◆ **READING PASSAGE**
======

Spatial orientation can also get worse with the onset of dementia. John Wood, an award- winning art education teacher diagnosed with dementia, says “I would get lost in the building. I would forget where I was supposed to be next.”

Don Kent, a trial lawyer describes about the changes he experienced before he was diagnosed with Dementia. His dementia is called Lewy Body Dementia. Don explains, “Looking back I can tell that my thinking became a little cloudy, even early on. But the symptoms I recognized first were two things: one, a change of personality. I didn’t notice it so much as my wife and my son noticed it, and they said, ‘What’s wrong with Dad?’ I’ve always been a sort of laid-back person, very slow to anger and relatively cool under pressure. I was a trial lawyer, so in a courtroom you have to remain that way. And all of a sudden, I had this sort of explosive personality, very angry, saying mean things to people which I had never done before. At about the same time, I also felt a loss of my sense of taste, and I say loss because to me it was a loss, but overtime I’ve learned that it’s a hallucination, a taste hallucination. Of course, with Lewy Body we can have hallucinations with all of our senses.”

What causes dementia?

Dementia is caused by damage to the nerve cells in your brain. Damage can have many causes, for example: the accumulation of specific types of proteins in the brain; lack of blood flow to the brain; trauma to the head; vitamin deficiencies; a reaction to certain medications. Some risk factors are out of our control such as age and family history. But other risk factors can be controlled such as smoking, vitamin D deficiency, being sedentary, and not prioritizing sleep.

======

◆ **STORED DATA**
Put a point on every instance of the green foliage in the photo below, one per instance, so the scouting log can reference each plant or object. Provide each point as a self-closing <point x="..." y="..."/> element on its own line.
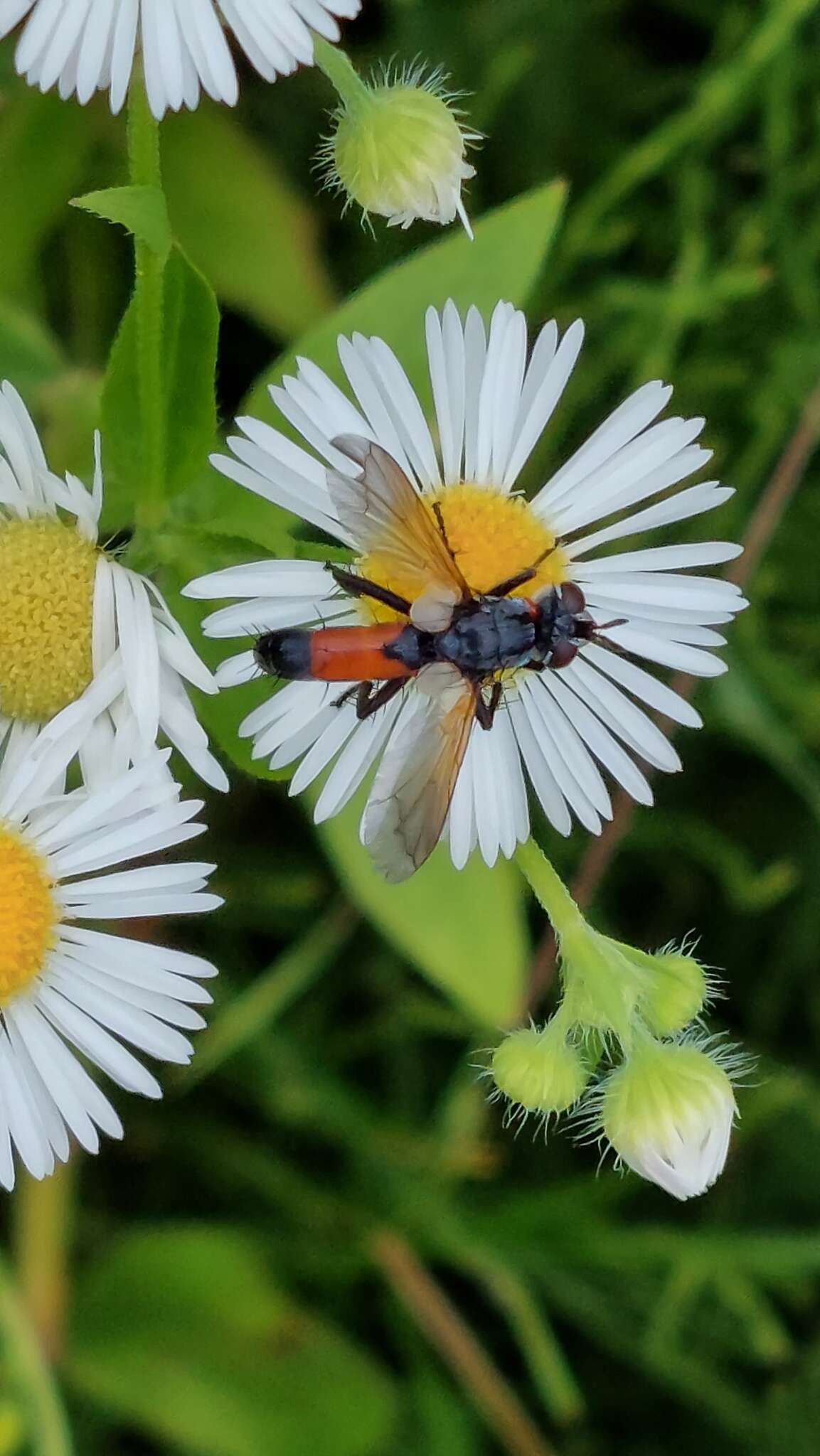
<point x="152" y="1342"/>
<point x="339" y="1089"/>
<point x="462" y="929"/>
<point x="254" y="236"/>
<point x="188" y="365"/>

======

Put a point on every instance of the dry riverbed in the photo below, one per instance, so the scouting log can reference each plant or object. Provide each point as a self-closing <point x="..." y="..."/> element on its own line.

======

◆ **TASK OBJECTIVE**
Copy word for word the stretch of the dementia passage above from "What causes dementia?" through "not prioritizing sleep.".

◆ **REPLY TO THE EXERCISE**
What causes dementia?

Dementia is caused by damage to the nerve cells in your brain. Damage can have many causes, for example: the accumulation of specific types of proteins in the brain; lack of blood flow to the brain; trauma to the head; vitamin deficiencies; a reaction to certain medications. Some risk factors are out of our control such as age and family history. But other risk factors can be controlled such as smoking, vitamin D deficiency, being sedentary, and not prioritizing sleep.